WHAT YOU NEED TO DO: Write every record out again exactly, and keep images out of it.

EXERCISE MATERIALS:
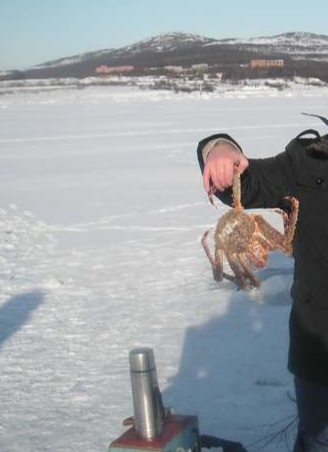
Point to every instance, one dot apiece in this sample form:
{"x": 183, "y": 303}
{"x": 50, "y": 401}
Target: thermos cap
{"x": 142, "y": 359}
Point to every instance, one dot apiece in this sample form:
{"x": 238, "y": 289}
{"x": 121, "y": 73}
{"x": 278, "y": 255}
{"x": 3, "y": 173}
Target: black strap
{"x": 308, "y": 132}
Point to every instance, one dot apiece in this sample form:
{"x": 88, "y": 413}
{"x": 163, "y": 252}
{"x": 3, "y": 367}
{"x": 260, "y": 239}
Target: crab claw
{"x": 210, "y": 195}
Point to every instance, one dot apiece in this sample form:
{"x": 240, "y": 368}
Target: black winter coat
{"x": 301, "y": 173}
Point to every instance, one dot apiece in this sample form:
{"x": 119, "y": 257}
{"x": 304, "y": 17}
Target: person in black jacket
{"x": 301, "y": 170}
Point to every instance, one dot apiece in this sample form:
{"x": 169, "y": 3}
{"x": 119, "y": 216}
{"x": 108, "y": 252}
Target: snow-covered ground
{"x": 102, "y": 210}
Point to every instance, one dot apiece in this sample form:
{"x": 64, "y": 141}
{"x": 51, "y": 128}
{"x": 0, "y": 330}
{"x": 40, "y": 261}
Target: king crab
{"x": 246, "y": 239}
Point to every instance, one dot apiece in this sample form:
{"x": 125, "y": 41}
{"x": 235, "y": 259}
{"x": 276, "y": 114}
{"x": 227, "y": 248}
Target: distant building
{"x": 113, "y": 69}
{"x": 266, "y": 63}
{"x": 202, "y": 67}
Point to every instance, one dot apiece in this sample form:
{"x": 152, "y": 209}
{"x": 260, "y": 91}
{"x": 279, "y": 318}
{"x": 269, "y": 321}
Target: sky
{"x": 33, "y": 32}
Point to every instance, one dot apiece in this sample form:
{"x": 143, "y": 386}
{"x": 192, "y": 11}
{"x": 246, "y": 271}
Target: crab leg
{"x": 236, "y": 189}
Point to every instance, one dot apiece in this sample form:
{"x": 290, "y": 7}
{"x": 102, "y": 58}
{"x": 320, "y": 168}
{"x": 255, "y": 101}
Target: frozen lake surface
{"x": 102, "y": 211}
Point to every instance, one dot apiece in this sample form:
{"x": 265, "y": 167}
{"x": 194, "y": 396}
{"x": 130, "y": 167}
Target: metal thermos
{"x": 147, "y": 399}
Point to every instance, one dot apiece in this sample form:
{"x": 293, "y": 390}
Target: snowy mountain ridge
{"x": 176, "y": 41}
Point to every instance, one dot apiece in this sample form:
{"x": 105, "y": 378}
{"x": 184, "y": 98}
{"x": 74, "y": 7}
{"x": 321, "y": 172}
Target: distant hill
{"x": 305, "y": 54}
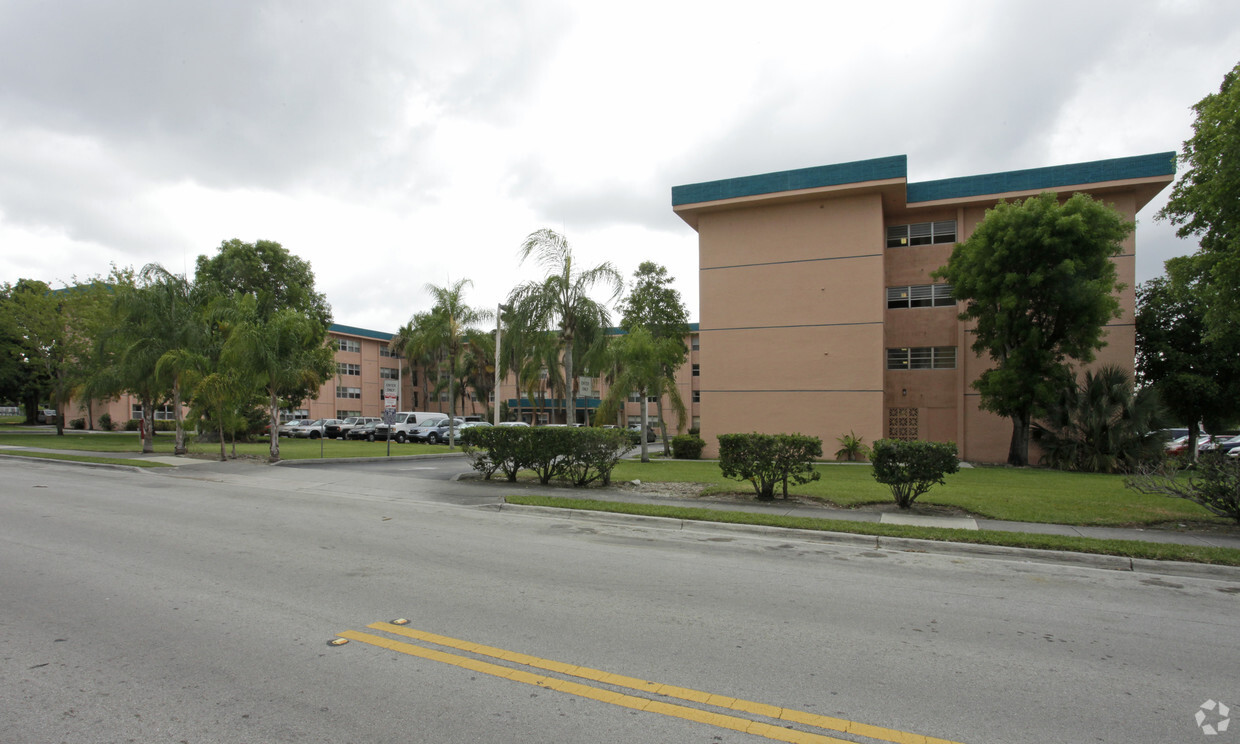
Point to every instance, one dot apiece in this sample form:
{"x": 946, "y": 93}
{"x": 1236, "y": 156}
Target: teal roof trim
{"x": 356, "y": 331}
{"x": 878, "y": 169}
{"x": 1037, "y": 179}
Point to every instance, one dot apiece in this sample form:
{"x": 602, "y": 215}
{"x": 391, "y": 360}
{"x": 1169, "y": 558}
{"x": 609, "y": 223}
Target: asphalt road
{"x": 197, "y": 605}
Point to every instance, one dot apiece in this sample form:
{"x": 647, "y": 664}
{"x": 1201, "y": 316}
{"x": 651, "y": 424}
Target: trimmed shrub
{"x": 687, "y": 447}
{"x": 768, "y": 459}
{"x": 582, "y": 455}
{"x": 1214, "y": 484}
{"x": 912, "y": 468}
{"x": 852, "y": 448}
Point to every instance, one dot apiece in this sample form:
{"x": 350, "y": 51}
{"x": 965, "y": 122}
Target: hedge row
{"x": 769, "y": 459}
{"x": 580, "y": 455}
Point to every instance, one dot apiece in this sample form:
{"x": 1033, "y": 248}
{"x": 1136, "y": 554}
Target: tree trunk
{"x": 148, "y": 425}
{"x": 274, "y": 402}
{"x": 1018, "y": 451}
{"x": 179, "y": 447}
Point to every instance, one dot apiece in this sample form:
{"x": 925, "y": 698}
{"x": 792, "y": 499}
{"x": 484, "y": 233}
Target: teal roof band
{"x": 809, "y": 177}
{"x": 1040, "y": 179}
{"x": 356, "y": 331}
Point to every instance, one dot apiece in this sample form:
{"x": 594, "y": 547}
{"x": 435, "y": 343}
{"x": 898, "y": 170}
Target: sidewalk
{"x": 879, "y": 515}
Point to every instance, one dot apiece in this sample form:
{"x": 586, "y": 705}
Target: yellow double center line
{"x": 630, "y": 701}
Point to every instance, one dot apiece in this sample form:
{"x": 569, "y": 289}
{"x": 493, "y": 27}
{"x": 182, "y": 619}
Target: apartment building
{"x": 819, "y": 314}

RESPONSE TO THIS EXERCISE:
Point to every instance, one dot apiece in this sample form:
{"x": 183, "y": 303}
{"x": 50, "y": 401}
Target: thermos cap
{"x": 142, "y": 359}
Point to every instance, one dot apiece in this sample form:
{"x": 238, "y": 289}
{"x": 121, "y": 73}
{"x": 278, "y": 255}
{"x": 3, "y": 173}
Target: black strap
{"x": 308, "y": 132}
Point to every instance, one dot apiece in this sample form:
{"x": 88, "y": 413}
{"x": 163, "y": 252}
{"x": 3, "y": 367}
{"x": 260, "y": 239}
Target: crab claw
{"x": 210, "y": 195}
Point to every instance, one dot apiece in this sample form:
{"x": 240, "y": 368}
Target: black winter coat
{"x": 301, "y": 173}
Point to every instance, one dot apiece in this sample form:
{"x": 119, "y": 257}
{"x": 304, "y": 17}
Target: person in black jacket
{"x": 301, "y": 170}
Point to every instance, one dot apiece in this sample form:
{"x": 169, "y": 3}
{"x": 119, "y": 216}
{"x": 108, "y": 252}
Target: snow-covered ground
{"x": 102, "y": 210}
Point to every instance, one dot apiece in this sample form:
{"x": 64, "y": 141}
{"x": 51, "y": 128}
{"x": 0, "y": 330}
{"x": 40, "y": 261}
Target: king crab
{"x": 246, "y": 239}
Point to every instance, one dot apiece in this sample form:
{"x": 125, "y": 41}
{"x": 235, "y": 259}
{"x": 276, "y": 114}
{"x": 227, "y": 248}
Target: distant building
{"x": 113, "y": 69}
{"x": 266, "y": 63}
{"x": 202, "y": 67}
Point to every instance, one dot apiece in this sample form:
{"x": 152, "y": 209}
{"x": 260, "y": 91}
{"x": 279, "y": 318}
{"x": 269, "y": 321}
Target: sky
{"x": 33, "y": 32}
Point to every instance, one dot apiece in this sample form:
{"x": 143, "y": 386}
{"x": 192, "y": 11}
{"x": 246, "y": 271}
Target: crab leg
{"x": 236, "y": 189}
Point to every instance, one dot apiece in this sample form:
{"x": 290, "y": 7}
{"x": 102, "y": 58}
{"x": 320, "y": 168}
{"x": 255, "y": 101}
Target: frozen lake surface
{"x": 102, "y": 211}
Point to every instance, one dot apiece in this sample form:
{"x": 265, "y": 167}
{"x": 194, "y": 396}
{"x": 130, "y": 167}
Target: metal thermos
{"x": 147, "y": 399}
Point to every instance, one dot apiece in this sample form:
{"x": 293, "y": 390}
Target: snowy mountain ridge
{"x": 176, "y": 41}
Point to every instance, one dot apiece in this sample form:
{"x": 105, "y": 378}
{"x": 184, "y": 98}
{"x": 74, "y": 7}
{"x": 321, "y": 172}
Target: distant hill
{"x": 305, "y": 54}
Point to every instance, one dot apiece in this sample form:
{"x": 946, "y": 93}
{"x": 1236, "y": 156}
Target: teal roof trim
{"x": 356, "y": 331}
{"x": 878, "y": 169}
{"x": 1037, "y": 179}
Point to every instance, one dot apiece in this sample form:
{"x": 602, "y": 215}
{"x": 391, "y": 360}
{"x": 1169, "y": 558}
{"x": 609, "y": 223}
Target: asphalt road
{"x": 197, "y": 605}
Point to every instance, one dot apiece in this sample form:
{"x": 647, "y": 664}
{"x": 1201, "y": 316}
{"x": 651, "y": 424}
Target: trimmed shrub
{"x": 687, "y": 447}
{"x": 768, "y": 459}
{"x": 582, "y": 455}
{"x": 1214, "y": 484}
{"x": 912, "y": 468}
{"x": 852, "y": 448}
Point to every instance, one dot apiece in this sample form:
{"x": 350, "y": 51}
{"x": 965, "y": 122}
Target: hedge row
{"x": 769, "y": 459}
{"x": 580, "y": 455}
Point to every instance, one dot apiece in this sample form:
{"x": 1033, "y": 248}
{"x": 1136, "y": 554}
Target: tree trunk
{"x": 148, "y": 425}
{"x": 274, "y": 402}
{"x": 1018, "y": 451}
{"x": 179, "y": 447}
Point to every instance, one dot apiece in this sample form:
{"x": 925, "y": 698}
{"x": 792, "y": 499}
{"x": 484, "y": 233}
Target: teal roof band
{"x": 809, "y": 177}
{"x": 1040, "y": 179}
{"x": 356, "y": 331}
Point to every instance, one dot apiece in this sample form:
{"x": 594, "y": 547}
{"x": 435, "y": 343}
{"x": 898, "y": 170}
Target: sidewalk
{"x": 879, "y": 515}
Point to every instance, one dot apiece in this sample form:
{"x": 586, "y": 705}
Target: yellow double center line
{"x": 630, "y": 701}
Point to every instance, one dot apiece in this sample form:
{"x": 569, "y": 289}
{"x": 493, "y": 27}
{"x": 182, "y": 619}
Target: apartment building
{"x": 819, "y": 314}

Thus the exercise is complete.